Point localization data
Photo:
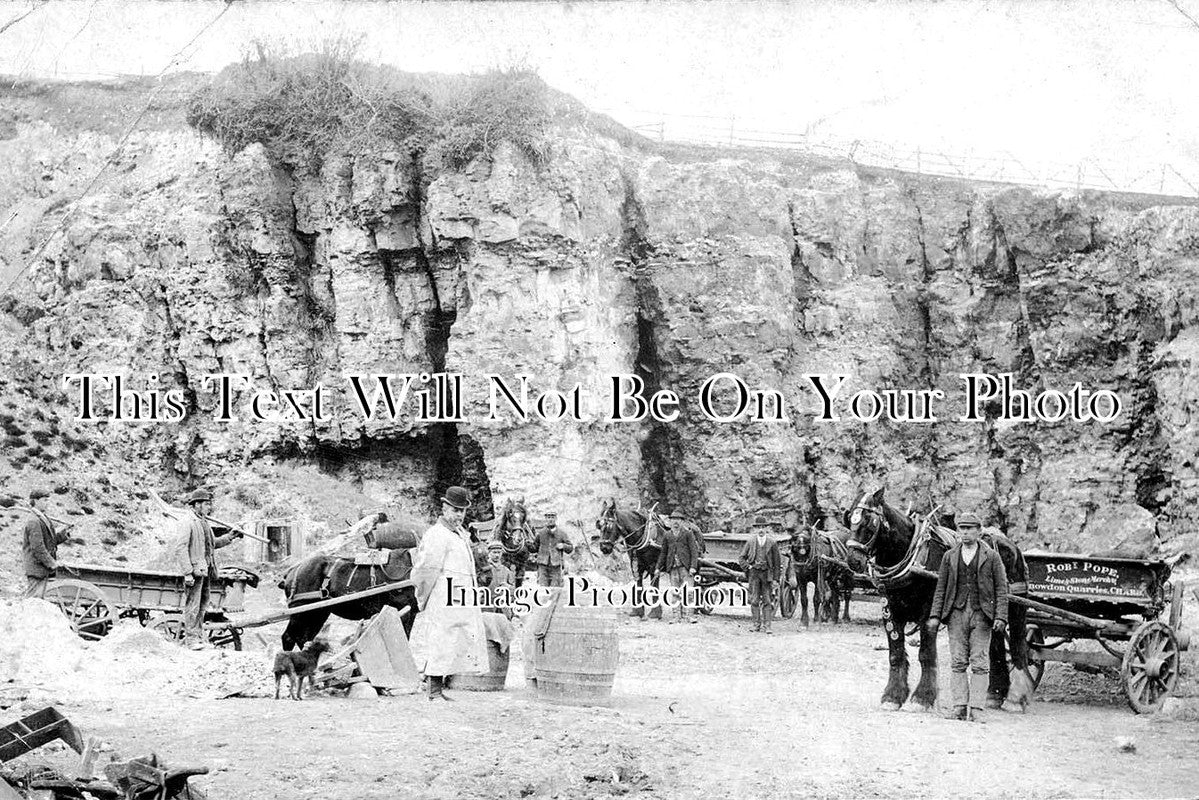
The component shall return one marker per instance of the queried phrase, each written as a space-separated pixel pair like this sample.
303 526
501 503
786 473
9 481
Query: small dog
296 666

→ **EXERCISE**:
For this exercise, transcribe the data exactly but without its pictures.

→ **RESPONSE AREA**:
Photo:
The component shall return one marker per instance of the queried phrase, each written as a space-separated pixel pair like this sample.
303 526
501 503
786 473
9 481
Query: small dog
296 666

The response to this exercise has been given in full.